# [YOUR ASSIGNMENT]
Find the line holding "Target: woman's long blonde hair" in the entries below. Give it again exactly, along with every line after it up to and including the line holding "205, row 74.".

# [DATA TO PROCESS]
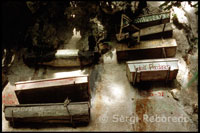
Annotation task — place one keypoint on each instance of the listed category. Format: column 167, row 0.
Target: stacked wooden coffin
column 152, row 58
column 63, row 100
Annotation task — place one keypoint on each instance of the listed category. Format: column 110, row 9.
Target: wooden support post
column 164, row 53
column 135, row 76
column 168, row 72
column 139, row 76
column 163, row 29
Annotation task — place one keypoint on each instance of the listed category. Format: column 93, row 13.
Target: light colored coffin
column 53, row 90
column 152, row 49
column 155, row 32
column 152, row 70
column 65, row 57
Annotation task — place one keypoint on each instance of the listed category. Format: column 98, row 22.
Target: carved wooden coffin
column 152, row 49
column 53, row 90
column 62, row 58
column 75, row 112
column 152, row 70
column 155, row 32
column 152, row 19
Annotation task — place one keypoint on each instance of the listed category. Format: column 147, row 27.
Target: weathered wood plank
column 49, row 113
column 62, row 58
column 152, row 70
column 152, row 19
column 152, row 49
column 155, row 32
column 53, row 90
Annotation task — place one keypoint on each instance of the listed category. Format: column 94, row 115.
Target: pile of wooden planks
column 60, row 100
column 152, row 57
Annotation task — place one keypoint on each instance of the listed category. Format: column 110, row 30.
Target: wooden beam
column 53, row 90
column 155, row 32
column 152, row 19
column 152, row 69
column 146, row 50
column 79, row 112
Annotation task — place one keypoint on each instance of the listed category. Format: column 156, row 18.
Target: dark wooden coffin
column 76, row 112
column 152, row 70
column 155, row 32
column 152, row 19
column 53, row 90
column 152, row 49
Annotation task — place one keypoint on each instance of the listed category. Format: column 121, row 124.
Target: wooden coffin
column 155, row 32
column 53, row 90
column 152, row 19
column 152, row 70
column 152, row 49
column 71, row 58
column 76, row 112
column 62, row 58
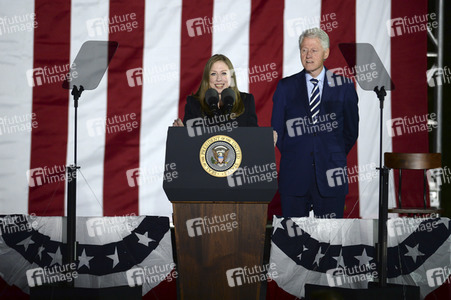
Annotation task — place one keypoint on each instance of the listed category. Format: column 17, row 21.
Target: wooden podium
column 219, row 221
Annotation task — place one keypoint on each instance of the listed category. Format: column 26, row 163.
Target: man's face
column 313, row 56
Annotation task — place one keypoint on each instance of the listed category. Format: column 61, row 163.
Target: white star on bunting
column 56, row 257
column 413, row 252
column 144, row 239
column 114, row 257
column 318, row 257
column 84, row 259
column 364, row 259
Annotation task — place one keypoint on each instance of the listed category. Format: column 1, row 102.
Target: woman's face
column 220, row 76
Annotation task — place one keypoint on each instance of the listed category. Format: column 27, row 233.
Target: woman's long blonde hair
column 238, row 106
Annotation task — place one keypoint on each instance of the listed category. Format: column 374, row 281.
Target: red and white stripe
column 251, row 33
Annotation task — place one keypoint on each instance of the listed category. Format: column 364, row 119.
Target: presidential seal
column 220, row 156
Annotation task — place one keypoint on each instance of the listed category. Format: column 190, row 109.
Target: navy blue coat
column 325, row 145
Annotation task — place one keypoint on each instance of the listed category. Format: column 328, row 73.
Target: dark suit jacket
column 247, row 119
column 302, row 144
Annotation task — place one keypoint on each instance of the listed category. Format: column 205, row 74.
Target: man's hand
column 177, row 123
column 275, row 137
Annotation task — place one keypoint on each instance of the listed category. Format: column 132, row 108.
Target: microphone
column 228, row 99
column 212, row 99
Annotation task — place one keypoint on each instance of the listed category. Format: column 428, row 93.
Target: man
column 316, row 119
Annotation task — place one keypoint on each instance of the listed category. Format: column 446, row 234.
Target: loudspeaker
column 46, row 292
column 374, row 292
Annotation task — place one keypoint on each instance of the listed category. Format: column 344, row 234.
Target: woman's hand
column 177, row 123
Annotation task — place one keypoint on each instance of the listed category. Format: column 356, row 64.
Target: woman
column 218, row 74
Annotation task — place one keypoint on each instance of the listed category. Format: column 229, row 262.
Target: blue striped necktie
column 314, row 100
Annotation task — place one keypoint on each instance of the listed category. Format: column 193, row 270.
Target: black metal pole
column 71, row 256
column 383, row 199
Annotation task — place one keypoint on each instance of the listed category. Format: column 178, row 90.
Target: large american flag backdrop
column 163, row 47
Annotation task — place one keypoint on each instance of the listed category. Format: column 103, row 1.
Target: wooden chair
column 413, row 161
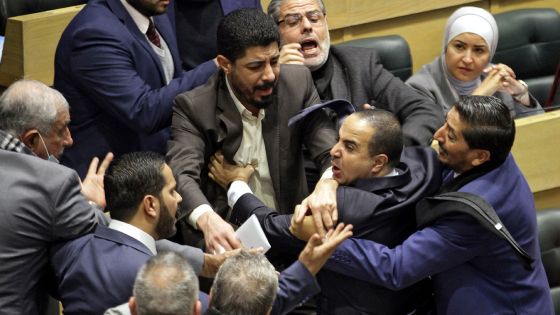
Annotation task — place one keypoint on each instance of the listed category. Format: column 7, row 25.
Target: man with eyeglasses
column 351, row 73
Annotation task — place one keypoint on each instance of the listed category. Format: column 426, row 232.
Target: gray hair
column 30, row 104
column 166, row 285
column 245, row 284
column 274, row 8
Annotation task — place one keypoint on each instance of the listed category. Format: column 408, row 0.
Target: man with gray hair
* * *
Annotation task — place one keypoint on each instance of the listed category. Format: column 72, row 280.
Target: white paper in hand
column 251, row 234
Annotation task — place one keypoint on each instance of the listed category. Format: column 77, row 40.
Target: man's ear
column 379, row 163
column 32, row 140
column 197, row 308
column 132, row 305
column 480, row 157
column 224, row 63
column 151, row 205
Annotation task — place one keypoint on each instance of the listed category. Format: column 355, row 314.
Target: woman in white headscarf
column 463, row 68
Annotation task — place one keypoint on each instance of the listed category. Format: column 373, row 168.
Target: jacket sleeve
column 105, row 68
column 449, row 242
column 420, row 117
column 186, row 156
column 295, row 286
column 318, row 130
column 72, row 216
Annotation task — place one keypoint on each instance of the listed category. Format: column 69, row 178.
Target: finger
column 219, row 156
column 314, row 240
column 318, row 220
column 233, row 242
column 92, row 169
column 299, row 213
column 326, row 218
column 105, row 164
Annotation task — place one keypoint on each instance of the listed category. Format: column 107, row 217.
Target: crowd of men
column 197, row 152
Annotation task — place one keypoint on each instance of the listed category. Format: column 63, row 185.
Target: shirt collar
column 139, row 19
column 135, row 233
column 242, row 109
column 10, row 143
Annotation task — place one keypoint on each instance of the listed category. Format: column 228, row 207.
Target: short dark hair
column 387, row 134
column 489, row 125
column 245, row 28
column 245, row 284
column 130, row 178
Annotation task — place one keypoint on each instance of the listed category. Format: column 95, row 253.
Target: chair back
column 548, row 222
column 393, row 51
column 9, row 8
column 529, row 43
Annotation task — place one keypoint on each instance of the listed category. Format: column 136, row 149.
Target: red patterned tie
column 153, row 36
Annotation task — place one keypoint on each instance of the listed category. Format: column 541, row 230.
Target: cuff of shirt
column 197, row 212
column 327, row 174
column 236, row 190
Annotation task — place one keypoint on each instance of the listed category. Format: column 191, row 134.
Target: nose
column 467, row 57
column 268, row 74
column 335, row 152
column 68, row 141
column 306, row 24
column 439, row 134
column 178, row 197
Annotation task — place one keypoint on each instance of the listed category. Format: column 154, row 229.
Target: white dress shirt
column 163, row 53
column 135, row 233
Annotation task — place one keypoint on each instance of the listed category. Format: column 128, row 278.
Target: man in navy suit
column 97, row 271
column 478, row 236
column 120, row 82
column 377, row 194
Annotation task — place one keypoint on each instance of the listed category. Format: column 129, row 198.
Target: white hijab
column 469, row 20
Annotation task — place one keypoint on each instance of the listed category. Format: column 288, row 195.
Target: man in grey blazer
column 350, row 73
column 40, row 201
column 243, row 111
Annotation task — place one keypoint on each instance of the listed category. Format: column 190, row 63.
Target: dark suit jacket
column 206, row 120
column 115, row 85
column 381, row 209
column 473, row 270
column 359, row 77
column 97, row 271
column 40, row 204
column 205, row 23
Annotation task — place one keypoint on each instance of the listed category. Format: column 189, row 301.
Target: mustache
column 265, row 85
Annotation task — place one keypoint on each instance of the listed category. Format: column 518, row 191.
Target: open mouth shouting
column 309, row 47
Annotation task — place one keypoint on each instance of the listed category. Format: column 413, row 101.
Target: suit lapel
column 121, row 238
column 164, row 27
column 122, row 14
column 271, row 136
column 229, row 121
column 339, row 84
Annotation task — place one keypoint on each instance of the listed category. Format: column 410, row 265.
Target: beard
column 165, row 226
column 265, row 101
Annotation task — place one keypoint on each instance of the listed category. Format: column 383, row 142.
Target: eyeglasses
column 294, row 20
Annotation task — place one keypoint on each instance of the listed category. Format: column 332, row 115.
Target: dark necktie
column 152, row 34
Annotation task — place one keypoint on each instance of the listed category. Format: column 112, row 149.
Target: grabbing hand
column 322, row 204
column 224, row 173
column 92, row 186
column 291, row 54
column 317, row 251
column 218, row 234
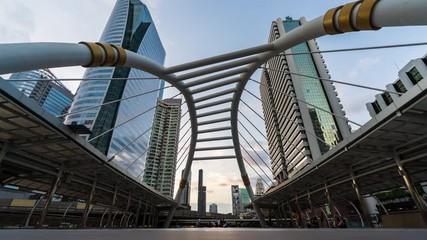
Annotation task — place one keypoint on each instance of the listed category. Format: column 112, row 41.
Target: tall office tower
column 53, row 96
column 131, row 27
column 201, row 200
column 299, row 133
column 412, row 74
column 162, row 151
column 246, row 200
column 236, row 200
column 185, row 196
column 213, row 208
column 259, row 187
---
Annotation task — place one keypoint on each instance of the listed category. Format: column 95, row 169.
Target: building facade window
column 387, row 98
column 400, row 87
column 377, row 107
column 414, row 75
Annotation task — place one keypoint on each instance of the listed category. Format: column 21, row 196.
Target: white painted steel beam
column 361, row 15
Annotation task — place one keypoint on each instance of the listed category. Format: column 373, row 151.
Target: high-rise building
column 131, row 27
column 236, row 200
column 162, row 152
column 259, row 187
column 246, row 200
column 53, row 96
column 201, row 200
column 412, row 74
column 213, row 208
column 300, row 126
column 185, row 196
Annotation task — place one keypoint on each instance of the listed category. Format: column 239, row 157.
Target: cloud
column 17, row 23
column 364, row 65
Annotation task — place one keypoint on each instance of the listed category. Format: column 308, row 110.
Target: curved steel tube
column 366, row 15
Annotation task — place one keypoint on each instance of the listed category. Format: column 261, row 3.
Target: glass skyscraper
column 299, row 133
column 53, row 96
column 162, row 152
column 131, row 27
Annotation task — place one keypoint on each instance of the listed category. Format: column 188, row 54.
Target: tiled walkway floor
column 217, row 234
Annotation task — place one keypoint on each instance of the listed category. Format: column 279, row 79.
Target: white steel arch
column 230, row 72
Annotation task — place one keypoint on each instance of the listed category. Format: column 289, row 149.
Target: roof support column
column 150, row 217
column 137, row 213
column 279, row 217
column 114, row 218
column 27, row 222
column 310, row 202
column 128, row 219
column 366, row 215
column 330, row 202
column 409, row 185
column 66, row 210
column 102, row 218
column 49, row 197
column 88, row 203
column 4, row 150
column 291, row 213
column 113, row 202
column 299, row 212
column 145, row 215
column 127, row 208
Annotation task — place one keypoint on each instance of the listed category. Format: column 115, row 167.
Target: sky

# [RESPONSE BELOW]
Target: woman's long blonde hair
column 238, row 106
Annotation task — place one keypoint on each instance of the listed category. Format: column 374, row 281.
Target: red and white stripe
column 251, row 33
Annotation task — place one keypoint on each instance of the listed category. Format: column 364, row 119.
Target: presidential seal
column 220, row 156
Annotation task — place one keypoint on each instance of the listed category. Format: column 190, row 109.
Target: navy blue coat
column 325, row 145
Annotation task — place one keypoint on each instance of the listed category. Format: column 328, row 73.
Target: dark suit jacket
column 247, row 119
column 302, row 144
Annotation task — place one keypoint on each instance of the listed category. Format: column 205, row 74.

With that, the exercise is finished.